Extraviados. Con paciencia, esperábamos que aparezca alguna persona para que nos informe con exactitud el camino que nos lleve a las cuevas donde se hallaban las momias, asentadas  por cientos de años. De pronto, vimos tras los escasos arboles surgiendo una columna de polvo, tras la última ceja, aparecía un carro de caseta blanca y carrocería gris, se aproximaba. Alzamos nuestras manos, el conductor detuvo el camión. Adela se acercó y le preguntó lo mismo que a las personas anteriores. El chofer de contextura mediana, delgado y de rostro ovalado, de la  cabina del carro, bajó ágilmente, caminó unos metros acercándose a la orilla de la carretera, con amabilidad nos explicó: ---Se han pasado del camino ---señalando el lugar, continuó, ---Caminen hasta esos tres cuatro eucaliptos, van encontrar el muro y la cruz, ahí comienza el trecho para ir a las cuevas.              

Luego de caminar poco más o menos medio kilómetro, para nuestro alivio, por fin,  encontramos el muro, era pequeño no muy visible y la cruz de madera color marrón, se hallaba entre los arbustos al borde de la carretera. Abordamos el camino empinado, cascajo, estrecho y zigzagueante que no tenían fin, bordeado de copiosas plantas rusticas. Las barandas de vetustas maderas, que si bien da cierta confianza, sobre todo a aquellas personas  que sufren de vértigo, fobia a la altura, se encontraban inestables. El camino nos llevaba por el  inclinado derrumbadero del cerro misterioso y, a la sombra de las hierbas selváticas encontramos bifurcaciones, tanto a la derecha como a la izquierda,  nos quedamos desconcertados sin saber qué sendero seguir.  Por unanimidad elegimos la trocha angosta junto al cerro rocoso del lado izquierdo. Perching fue a explorar por aquel camino. Mientras esperábamos su regreso, escuchamos su resonante voz: ---¡Aquí está la cueva! Emocionados emprendimos nuestra marcha de unos treinta metros, sorteando todo tipo de plantas, algunas espinosas, estancadas  entre el cerro y el precipicio del camino.

En la cueva, muda y solitaria, debajo del hosco cerro, en un hoyo semicircular guardaba los huesos de cráneo, fémur y peroné, todos dispersados. Huesos que sobresalían más a la vista. Entre nosotros dialogábamos e inquiríamos que, razones y motivos tenían nuestros antepasados de trasladar a sus parientes y amigos fallecidos a este apartado lugar, teniendo que subir  por estos caminos tan inaccesibles. Científicamente no teníamos una respuesta, se lo dejamos a los antropólogos, arqueólogos e historiadores. Así como también, los profesores y alumnos indaguen y no pequen de ignorancia  de su propia historia tan cerca de ellos.

FILAS PROPORCIONADAS:
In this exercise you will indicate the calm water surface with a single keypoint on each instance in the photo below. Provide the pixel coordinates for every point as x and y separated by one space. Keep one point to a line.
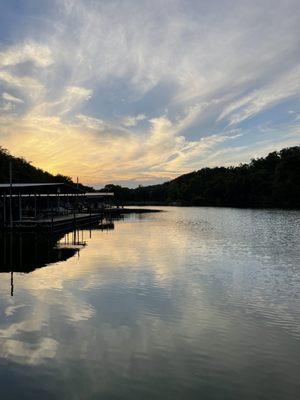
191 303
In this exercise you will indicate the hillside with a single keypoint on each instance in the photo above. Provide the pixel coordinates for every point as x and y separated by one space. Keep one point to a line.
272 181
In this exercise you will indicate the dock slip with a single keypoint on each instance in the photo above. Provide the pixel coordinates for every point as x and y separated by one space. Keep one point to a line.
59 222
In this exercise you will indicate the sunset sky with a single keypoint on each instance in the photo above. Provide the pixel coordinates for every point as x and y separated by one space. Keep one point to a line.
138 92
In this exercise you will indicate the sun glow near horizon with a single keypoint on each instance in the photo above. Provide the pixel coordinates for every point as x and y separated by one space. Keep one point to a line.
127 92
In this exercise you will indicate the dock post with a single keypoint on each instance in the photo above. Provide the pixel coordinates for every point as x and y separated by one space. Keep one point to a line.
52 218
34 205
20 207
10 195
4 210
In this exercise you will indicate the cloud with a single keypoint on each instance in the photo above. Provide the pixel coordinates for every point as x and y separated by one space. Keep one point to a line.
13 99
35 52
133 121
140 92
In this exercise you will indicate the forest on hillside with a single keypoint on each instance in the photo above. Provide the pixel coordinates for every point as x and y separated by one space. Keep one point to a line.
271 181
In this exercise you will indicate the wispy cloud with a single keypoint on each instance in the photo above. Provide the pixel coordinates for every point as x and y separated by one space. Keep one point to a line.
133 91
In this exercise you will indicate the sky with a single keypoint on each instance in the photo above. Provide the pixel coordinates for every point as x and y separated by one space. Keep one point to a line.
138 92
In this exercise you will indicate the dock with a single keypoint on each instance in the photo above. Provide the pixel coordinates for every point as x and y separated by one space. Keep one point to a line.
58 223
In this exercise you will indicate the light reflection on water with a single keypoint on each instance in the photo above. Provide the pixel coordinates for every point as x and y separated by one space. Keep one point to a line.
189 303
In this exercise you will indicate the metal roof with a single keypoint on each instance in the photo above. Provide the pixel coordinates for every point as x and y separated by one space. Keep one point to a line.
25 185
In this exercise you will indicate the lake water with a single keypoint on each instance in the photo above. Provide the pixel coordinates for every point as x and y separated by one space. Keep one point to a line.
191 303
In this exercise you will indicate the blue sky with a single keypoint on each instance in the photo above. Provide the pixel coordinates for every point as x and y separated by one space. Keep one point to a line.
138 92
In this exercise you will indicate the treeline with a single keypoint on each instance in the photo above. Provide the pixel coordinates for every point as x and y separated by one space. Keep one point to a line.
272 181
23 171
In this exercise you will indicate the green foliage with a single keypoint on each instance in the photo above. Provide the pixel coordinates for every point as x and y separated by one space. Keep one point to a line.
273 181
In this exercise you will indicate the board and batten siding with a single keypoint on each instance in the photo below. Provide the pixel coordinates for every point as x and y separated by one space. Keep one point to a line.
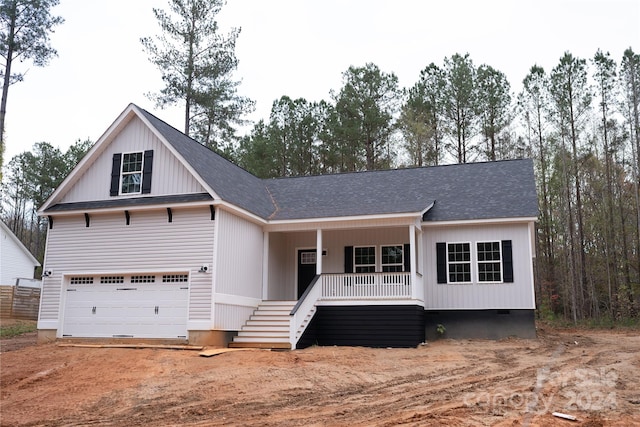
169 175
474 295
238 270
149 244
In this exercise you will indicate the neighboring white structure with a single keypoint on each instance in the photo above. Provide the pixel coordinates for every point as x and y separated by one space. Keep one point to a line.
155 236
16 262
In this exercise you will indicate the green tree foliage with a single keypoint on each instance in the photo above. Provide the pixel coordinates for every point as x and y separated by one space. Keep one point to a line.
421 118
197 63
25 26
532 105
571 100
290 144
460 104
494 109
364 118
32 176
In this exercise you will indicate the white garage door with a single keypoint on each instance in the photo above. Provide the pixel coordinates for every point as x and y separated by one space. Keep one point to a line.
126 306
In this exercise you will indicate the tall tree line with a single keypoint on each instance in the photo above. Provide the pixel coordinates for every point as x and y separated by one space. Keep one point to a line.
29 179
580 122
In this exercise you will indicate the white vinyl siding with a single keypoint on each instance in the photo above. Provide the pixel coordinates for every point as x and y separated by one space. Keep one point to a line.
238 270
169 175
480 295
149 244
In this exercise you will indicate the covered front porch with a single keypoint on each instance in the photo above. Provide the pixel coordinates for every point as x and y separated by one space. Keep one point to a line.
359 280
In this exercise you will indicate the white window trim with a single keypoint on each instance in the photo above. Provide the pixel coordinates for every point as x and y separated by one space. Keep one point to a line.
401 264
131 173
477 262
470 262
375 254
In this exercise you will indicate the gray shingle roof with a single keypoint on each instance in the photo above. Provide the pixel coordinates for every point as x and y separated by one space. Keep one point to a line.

TAREA A REALIZAR: Escribe la continuación del relato sobre la caminata a las cuevas de las momias a partir de su última oración. Las filas no tienen ningún papel en esto.

RESPUESTA ESCRITA:
De aquella cueva, escondido debajo del cerro empinado y de profusas plantas  pedestres, salimos un tanto descorazonados, de no encontrar a las momias en su plenitud conforme lo habíamos visto por las redes sociales, No obstante, Perching se animó a explorar el camino del  lado opuesto, la derecha. Llegó arriba a la ceja empinada y desapareció de nuestras vistas, luego de unos breves minutos de espera, su figura delgada proyectada por los rayos del sol nos decía: ---¡No hay más cuevas ni momias! ---En mi fuero interno me preguntaba: “¿Dónde estarán?” 

***

Llegamos al ordenado y  bien trajeado zócalo de  Huasta. La restaurada Iglesia colonial, los   balcones muy bien conservados, la fachada de las casas pintados de blanco y las calles empedradas, le da un aspecto proverbial de un pueblo tradicional y tentador, es como si el tiempo se hubiera detenido. De pronto viene corriendo un vientecillo que mece a las plantas del zócalo. De una flor, emerge una abeja atiborrada de polen, alborotada circunvala sobre el pétalo,  alza el vuelo y zumbando regresa a su colmena.  

Para nuestra buena fortuna, encontramos al gobernador de aquel pueblo celestial, el profesor Nivardo Jara, amigo nuestro, caminando por el rededor de la plaza. Luego de saludarnos, le confesamos nuestra aventura y a la vez la decepción de no haber encontrado las momias. Para nuestra sorpresa, nos explicó que, las momias se encontraban por encima de donde habíamos estado en aquella sombría cueva. Entonces, para no estar doblemente decepcionados, le expresamos nuestras intenciones de conocer el interior de la Iglesia. Bondadosamente se comprometió de ir al domicilio del sacristán, ubicado a media cuadra del zócalo, para traer la llave. De pronto regresaba con el picaporte de quince centímetros de largo.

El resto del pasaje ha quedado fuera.